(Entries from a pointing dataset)
- - -

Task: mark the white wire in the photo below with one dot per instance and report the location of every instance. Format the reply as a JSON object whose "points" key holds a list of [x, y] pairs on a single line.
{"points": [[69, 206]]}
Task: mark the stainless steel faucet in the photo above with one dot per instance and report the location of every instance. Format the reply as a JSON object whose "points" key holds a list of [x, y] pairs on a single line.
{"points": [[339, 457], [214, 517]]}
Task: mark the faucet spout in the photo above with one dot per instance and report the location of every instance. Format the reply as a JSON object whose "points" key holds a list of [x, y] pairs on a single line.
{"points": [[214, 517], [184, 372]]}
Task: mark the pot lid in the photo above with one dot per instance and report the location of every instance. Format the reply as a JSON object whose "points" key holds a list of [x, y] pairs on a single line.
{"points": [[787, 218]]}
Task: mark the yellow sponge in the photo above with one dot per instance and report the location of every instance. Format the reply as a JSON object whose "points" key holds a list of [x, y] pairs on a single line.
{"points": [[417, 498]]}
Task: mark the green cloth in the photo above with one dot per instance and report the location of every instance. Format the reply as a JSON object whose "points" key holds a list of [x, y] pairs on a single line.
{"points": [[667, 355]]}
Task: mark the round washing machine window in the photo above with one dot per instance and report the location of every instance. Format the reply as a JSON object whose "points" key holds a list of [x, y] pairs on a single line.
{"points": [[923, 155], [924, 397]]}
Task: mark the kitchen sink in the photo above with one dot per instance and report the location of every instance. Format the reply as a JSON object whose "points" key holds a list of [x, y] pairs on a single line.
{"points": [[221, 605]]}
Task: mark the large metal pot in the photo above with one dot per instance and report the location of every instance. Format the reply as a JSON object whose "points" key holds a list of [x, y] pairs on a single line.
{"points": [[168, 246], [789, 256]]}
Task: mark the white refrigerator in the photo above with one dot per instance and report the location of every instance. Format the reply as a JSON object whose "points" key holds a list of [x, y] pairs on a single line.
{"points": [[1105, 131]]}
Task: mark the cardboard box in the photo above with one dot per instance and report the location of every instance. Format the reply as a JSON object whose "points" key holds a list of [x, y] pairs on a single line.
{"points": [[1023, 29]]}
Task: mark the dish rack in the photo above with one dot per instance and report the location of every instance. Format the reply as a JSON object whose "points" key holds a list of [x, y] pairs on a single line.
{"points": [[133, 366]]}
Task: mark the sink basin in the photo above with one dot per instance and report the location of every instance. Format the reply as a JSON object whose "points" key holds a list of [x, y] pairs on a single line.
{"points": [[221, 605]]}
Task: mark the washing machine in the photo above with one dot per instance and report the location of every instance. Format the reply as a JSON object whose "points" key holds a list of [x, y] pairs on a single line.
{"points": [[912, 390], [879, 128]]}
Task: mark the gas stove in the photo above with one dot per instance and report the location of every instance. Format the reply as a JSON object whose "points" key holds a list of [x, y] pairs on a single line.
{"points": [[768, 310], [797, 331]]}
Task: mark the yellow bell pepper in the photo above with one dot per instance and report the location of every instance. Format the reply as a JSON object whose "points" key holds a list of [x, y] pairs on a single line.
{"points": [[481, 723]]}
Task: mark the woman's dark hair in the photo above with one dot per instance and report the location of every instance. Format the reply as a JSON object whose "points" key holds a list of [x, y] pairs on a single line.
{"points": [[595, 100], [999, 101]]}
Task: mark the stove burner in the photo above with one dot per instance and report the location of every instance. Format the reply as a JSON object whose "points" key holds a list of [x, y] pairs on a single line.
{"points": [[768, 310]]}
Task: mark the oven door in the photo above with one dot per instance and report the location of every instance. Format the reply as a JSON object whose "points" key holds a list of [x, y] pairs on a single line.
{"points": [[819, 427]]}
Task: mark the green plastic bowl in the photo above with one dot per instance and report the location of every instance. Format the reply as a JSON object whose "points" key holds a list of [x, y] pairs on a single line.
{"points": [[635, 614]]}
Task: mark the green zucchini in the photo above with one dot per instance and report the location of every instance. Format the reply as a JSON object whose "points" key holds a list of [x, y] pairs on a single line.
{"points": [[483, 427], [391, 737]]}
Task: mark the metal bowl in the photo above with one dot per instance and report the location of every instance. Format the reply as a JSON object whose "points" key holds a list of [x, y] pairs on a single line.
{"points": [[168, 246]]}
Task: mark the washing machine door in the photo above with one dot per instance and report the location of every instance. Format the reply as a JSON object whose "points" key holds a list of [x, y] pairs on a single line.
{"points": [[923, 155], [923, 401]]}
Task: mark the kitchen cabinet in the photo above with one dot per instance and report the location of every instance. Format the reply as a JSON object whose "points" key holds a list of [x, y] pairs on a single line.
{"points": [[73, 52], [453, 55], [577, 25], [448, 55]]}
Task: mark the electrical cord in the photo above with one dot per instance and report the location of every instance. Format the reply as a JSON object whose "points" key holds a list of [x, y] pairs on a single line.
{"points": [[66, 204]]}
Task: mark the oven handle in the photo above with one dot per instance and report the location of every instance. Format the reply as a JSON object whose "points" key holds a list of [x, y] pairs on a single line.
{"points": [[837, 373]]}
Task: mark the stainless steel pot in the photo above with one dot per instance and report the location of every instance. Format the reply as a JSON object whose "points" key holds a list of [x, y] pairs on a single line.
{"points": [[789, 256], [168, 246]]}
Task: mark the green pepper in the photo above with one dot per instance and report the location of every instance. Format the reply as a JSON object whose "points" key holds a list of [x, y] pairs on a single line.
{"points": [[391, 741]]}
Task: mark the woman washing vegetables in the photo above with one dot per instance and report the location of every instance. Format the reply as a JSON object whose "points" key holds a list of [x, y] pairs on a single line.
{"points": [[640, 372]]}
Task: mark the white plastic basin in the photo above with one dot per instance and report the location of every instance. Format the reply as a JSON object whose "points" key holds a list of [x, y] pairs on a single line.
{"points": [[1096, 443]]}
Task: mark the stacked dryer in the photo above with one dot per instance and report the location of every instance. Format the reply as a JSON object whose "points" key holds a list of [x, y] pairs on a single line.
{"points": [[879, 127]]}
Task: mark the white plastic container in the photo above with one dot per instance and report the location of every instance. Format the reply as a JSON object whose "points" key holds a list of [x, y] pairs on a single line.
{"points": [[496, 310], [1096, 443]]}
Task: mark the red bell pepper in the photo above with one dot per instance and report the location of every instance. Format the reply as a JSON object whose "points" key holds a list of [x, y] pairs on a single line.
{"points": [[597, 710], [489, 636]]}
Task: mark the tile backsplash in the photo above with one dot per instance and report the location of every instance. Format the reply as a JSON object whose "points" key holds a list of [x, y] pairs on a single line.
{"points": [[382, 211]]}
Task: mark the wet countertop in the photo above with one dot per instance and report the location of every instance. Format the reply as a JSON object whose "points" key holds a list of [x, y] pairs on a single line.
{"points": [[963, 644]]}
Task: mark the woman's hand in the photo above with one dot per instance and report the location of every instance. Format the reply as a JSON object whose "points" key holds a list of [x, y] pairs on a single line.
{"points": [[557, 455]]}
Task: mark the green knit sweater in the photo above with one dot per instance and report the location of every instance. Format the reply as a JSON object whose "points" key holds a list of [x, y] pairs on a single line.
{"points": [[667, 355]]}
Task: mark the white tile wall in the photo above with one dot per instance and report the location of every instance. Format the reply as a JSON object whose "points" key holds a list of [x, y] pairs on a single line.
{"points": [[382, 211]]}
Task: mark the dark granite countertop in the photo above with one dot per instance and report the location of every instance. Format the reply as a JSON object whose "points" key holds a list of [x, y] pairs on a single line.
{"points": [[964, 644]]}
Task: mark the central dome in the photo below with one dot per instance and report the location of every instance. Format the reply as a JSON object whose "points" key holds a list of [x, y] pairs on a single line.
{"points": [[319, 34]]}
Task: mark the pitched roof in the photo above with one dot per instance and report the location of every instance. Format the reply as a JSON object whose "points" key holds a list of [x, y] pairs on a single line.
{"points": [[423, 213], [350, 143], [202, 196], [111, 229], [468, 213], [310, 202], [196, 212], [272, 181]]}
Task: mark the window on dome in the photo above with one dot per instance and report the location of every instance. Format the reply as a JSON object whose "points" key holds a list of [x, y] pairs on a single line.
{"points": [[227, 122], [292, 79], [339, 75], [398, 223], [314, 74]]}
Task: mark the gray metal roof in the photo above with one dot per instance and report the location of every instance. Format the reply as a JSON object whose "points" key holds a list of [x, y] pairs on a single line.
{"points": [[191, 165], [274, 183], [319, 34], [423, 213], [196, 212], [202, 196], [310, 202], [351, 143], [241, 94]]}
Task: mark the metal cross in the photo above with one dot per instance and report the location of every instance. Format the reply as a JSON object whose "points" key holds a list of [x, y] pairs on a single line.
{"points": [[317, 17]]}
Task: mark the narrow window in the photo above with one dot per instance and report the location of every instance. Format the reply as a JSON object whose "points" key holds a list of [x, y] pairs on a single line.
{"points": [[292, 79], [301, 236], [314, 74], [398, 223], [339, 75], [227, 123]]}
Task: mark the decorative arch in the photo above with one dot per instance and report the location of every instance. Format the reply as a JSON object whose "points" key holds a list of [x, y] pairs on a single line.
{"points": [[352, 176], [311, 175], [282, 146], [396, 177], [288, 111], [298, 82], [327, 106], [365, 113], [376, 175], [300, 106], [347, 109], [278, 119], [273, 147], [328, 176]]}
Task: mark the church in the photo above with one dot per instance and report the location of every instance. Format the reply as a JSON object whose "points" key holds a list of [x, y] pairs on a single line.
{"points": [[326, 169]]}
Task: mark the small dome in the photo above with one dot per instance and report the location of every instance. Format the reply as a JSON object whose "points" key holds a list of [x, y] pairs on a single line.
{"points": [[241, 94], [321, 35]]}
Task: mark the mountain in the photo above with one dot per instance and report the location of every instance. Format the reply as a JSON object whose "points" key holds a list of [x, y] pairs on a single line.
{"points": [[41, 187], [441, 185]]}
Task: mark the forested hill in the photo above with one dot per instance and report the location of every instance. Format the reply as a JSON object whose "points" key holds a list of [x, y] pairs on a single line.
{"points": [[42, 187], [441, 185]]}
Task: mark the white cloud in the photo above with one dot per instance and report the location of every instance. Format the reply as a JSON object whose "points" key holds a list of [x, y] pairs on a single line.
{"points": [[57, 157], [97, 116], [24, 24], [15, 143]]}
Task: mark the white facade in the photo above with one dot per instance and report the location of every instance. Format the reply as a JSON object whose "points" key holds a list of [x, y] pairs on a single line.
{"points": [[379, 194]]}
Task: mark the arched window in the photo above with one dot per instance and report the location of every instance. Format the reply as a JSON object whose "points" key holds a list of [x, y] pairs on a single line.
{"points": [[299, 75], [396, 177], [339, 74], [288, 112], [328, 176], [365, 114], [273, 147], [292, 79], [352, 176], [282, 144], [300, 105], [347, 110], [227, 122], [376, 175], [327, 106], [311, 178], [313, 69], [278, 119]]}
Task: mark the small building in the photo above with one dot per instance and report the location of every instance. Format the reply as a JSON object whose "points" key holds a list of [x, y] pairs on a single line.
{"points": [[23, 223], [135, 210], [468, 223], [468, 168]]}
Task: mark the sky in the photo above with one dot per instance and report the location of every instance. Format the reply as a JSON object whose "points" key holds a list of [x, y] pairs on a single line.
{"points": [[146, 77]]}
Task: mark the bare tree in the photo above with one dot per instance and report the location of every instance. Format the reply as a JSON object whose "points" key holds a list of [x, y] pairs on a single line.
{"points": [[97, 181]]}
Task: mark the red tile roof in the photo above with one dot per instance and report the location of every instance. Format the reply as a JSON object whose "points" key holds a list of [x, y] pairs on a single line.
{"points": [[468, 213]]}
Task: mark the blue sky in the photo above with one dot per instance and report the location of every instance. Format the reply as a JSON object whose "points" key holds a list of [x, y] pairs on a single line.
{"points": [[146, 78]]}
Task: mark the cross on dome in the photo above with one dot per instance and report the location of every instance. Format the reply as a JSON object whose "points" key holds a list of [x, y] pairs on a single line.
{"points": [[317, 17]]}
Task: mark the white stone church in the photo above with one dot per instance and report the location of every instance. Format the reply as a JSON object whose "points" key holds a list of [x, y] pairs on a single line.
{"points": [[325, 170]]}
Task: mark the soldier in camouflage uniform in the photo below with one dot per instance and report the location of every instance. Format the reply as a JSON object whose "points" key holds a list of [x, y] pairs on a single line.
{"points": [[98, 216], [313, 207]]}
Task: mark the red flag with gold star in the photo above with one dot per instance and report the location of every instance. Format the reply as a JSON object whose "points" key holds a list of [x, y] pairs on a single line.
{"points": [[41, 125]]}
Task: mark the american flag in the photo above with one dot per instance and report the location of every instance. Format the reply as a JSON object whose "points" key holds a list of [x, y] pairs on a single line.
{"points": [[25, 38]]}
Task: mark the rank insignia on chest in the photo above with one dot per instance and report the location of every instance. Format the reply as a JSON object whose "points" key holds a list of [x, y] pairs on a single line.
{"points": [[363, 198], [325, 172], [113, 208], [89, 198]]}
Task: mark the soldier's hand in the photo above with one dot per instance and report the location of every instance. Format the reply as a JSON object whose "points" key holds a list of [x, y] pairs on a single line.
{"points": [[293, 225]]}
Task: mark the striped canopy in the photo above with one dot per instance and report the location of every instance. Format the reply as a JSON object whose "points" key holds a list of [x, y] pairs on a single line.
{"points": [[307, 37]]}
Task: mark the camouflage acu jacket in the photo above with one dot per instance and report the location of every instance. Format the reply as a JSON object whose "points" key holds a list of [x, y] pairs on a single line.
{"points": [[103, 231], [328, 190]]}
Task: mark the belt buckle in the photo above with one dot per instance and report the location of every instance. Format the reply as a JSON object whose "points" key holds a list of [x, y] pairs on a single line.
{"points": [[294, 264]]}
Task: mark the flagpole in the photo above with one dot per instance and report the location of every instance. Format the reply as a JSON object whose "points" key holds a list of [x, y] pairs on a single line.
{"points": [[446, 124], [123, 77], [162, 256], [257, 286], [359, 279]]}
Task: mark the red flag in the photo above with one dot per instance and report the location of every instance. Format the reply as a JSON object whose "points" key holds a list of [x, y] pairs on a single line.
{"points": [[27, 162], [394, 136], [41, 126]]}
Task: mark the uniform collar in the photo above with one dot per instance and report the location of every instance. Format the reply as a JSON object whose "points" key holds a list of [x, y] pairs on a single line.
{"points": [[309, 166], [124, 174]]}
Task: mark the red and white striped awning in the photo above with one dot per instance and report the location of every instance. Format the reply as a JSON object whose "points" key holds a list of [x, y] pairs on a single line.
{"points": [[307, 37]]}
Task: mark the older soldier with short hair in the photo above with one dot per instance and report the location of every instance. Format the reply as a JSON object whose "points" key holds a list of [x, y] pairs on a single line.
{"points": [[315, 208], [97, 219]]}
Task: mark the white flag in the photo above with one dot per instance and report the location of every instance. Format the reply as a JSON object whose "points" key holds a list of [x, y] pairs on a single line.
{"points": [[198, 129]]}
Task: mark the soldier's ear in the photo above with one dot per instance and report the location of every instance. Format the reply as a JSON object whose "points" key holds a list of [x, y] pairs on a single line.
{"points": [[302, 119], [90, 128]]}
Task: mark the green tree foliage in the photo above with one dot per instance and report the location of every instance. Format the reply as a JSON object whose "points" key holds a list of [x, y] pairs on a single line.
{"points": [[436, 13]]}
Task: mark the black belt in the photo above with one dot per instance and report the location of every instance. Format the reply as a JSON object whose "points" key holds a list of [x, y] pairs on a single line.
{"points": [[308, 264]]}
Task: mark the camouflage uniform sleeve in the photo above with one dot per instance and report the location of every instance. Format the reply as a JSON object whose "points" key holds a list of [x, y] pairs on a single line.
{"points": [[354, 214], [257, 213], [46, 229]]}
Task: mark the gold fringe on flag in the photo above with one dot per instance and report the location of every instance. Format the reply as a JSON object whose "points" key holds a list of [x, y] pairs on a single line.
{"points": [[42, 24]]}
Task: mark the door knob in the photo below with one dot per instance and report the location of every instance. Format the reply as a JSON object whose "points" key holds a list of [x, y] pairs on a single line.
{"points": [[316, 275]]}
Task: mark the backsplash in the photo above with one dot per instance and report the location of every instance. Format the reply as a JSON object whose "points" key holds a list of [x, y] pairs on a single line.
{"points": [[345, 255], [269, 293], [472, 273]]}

- - -

Restate the final lines of the listing above word for word, beginning at the line that contains "Task: mark the camouflage uniform".

_Result for this exercise:_
Task: mark the camouflage uniform sleeve in the photo above with one dot per instance and report the location of every instance. Format the reply as a JSON object whose "points" key holds a list of [x, y] pairs on a single line.
{"points": [[354, 214], [257, 213], [46, 229]]}
Task: mark the gold fringe on flag in the photo above with one dot per instance and report the location of every instance. Format the reply as a JSON object whose "points" key holds a list of [x, y] pairs on a single line.
{"points": [[42, 24]]}
Task: mark the door knob in the photo below with one dot per instance and report the location of every instance. Format the reply as a JSON object whose "points" key holds a list of [x, y] pairs on a single line.
{"points": [[316, 275]]}
Task: mark the backsplash in the photo above with one dot per instance and report the location of every instance. Format the reply as a JSON object whose "points" key holds a list of [x, y] pairs on a single line.
{"points": [[345, 255], [269, 293], [472, 273]]}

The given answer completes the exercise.